### AIM
Show every line in the items below that contains the word "Give", treating uppercase and lowercase as different.

[Segmentation labeling entries]
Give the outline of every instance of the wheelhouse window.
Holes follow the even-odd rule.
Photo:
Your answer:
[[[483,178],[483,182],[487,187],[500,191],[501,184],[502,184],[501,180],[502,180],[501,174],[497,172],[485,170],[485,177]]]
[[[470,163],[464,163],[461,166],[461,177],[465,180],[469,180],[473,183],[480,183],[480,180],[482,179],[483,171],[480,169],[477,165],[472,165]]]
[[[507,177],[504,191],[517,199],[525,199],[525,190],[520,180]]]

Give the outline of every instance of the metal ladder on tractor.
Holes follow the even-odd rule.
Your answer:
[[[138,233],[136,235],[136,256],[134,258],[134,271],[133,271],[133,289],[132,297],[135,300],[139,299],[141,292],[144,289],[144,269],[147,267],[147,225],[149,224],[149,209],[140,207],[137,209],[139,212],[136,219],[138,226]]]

...

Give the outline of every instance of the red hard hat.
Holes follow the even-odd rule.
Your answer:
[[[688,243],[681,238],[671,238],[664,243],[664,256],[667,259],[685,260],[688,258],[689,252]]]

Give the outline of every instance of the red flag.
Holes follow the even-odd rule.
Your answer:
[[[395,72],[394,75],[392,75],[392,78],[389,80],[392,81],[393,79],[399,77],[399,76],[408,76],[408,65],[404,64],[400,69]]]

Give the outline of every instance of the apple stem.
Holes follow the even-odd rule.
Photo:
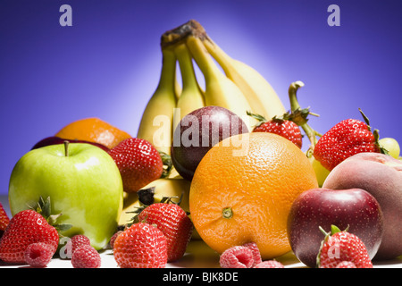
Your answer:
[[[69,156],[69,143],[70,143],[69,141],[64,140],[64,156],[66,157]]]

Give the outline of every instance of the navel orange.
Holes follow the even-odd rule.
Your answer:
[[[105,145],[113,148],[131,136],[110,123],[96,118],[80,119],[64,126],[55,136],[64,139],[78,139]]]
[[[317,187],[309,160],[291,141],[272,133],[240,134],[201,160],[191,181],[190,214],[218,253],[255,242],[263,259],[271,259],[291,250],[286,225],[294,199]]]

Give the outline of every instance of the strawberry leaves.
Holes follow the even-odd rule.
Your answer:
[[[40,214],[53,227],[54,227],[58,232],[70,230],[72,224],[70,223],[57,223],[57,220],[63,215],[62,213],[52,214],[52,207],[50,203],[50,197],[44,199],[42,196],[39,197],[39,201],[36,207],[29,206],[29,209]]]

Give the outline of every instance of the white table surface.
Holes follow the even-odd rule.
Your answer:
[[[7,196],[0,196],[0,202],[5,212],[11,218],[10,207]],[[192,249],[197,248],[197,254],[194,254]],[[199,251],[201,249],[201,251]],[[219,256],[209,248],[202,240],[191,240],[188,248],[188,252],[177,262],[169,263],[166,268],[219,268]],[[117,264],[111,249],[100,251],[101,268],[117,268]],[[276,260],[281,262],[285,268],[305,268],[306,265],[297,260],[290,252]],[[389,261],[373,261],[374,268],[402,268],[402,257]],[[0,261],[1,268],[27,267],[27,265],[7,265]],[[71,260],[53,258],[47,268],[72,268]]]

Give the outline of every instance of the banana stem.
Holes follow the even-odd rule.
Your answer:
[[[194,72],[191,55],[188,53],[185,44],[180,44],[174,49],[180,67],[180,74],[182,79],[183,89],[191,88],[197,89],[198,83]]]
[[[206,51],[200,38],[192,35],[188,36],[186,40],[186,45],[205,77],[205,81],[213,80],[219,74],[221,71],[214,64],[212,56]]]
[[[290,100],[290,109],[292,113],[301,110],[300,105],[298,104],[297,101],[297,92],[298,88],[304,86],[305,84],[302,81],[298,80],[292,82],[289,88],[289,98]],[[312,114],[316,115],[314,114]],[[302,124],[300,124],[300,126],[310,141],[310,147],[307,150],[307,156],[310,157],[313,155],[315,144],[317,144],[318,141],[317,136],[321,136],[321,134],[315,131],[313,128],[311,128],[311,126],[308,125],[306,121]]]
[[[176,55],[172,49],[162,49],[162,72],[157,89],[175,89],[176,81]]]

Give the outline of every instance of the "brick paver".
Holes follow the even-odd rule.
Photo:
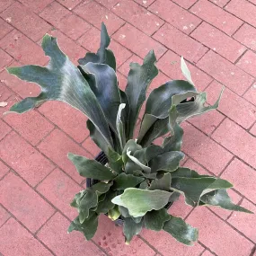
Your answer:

### ANSWER TO THIS TASK
Give the outline of every instance of the wheelhouse window.
Give the outline of every instance of the metal ladder on tractor.
Give the outline of every instance of the red hard hat.
Give the outline of every instance of the red flag.
Give the outline of every instance of the apple stem.
Give the outline of every instance of the navel orange.
Give the outline of every instance of the strawberry leaves.
Give the outline of every instance of the white table surface.
Give the outline of every instance of the banana stem.
Give the outline of every instance of the "brick paver".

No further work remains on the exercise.